- Aim of the task -
Check every line of the data below for the string "hand", and copy the ones that hold it.

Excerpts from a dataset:
BEGIN

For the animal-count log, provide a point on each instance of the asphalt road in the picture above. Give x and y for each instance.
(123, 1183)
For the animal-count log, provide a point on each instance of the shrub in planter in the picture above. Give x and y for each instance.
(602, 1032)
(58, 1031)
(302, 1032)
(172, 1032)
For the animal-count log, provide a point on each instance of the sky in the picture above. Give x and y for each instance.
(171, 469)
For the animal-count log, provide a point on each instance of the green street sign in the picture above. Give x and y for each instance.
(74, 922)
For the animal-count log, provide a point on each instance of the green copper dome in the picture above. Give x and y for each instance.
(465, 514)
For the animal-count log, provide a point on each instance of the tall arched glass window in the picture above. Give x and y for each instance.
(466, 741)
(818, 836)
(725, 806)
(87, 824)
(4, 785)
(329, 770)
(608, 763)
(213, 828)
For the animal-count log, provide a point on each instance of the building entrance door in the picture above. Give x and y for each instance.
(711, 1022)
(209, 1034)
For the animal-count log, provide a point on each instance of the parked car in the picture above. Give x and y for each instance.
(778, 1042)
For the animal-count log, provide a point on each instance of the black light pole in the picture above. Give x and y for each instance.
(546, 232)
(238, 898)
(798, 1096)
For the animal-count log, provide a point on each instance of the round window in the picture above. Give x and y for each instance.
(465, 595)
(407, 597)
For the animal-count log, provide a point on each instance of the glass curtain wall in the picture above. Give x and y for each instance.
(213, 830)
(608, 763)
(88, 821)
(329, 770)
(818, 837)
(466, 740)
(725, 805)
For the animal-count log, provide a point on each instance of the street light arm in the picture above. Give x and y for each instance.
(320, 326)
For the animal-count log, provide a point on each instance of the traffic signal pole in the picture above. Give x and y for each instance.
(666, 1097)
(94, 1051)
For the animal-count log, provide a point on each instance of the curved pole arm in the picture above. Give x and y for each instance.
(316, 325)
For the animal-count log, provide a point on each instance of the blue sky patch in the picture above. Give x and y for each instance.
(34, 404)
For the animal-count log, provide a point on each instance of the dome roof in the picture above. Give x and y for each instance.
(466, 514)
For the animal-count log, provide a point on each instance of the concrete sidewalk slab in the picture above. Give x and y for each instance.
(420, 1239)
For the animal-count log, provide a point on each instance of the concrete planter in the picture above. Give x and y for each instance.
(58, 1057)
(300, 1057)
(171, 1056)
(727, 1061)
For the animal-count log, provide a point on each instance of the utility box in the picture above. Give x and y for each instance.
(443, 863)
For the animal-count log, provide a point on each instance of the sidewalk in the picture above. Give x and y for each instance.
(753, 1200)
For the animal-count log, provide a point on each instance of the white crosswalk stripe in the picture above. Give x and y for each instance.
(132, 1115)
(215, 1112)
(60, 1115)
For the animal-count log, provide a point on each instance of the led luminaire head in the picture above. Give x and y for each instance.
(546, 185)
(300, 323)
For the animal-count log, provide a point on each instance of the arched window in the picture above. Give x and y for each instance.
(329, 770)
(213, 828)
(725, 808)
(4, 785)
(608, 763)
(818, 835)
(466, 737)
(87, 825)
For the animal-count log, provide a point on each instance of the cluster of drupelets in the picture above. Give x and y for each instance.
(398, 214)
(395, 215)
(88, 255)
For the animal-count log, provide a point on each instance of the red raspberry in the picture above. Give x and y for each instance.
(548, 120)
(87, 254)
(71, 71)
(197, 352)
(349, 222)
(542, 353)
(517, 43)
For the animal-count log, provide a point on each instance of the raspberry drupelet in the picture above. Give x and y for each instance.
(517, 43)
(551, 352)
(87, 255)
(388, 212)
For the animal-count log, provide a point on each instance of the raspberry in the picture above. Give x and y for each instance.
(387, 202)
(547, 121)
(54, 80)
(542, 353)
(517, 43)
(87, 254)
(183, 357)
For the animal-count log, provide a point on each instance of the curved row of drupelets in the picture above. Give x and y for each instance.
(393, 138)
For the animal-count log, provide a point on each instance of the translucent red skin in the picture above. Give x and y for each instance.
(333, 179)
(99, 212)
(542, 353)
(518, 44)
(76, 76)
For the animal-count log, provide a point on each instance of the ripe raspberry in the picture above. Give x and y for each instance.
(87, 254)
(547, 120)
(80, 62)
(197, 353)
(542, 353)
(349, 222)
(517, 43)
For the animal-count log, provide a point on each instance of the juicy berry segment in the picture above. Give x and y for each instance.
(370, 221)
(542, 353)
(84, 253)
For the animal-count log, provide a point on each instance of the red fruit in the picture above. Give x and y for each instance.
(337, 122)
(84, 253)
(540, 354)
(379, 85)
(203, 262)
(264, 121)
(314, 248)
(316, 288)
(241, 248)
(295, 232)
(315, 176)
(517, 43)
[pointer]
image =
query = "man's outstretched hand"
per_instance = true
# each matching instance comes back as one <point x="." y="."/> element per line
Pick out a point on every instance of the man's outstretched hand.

END

- Answer -
query = "man's outstretched hand"
Pick out a point on every instance of the man's outstretched hand.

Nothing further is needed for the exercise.